## PROVIDED ENTRIES

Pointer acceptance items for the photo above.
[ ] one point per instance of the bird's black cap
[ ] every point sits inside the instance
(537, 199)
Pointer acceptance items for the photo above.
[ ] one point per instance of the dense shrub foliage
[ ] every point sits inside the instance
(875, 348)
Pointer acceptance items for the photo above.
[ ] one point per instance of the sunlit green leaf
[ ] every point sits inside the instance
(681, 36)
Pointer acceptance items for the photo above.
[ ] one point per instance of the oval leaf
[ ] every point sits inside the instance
* * *
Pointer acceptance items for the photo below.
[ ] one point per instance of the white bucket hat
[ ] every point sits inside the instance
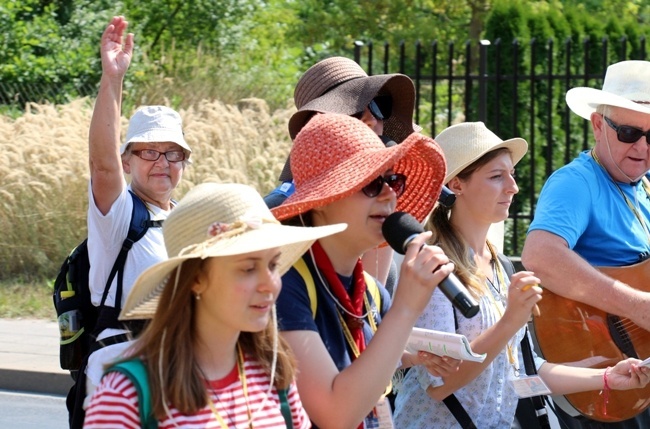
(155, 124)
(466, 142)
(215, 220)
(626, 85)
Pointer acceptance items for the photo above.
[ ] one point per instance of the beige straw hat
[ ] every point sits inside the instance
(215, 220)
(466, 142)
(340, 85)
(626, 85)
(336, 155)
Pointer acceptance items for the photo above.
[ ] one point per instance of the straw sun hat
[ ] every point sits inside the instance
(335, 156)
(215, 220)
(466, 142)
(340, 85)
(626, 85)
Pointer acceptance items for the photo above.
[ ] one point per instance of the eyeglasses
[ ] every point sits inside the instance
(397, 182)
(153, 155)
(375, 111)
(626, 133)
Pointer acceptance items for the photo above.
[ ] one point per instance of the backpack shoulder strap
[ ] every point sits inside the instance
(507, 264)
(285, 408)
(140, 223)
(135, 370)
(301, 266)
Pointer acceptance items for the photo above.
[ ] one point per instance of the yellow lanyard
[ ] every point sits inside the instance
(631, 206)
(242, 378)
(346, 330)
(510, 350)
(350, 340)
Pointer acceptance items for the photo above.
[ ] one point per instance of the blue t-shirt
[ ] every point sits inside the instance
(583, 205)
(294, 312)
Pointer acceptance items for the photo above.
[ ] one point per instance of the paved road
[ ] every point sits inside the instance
...
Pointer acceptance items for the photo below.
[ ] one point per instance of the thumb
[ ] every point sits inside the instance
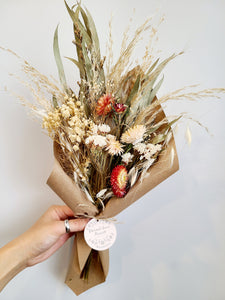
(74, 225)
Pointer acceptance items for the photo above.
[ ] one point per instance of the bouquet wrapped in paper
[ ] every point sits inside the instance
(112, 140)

## TASK INSTRUCTIONS
Which lines in the items above contain the word "leaf"? Return every one of them.

## EXPECTED OUTPUT
[ ] one point per instance of the sunlit green leaf
[ ] one point per instance of the oval leaf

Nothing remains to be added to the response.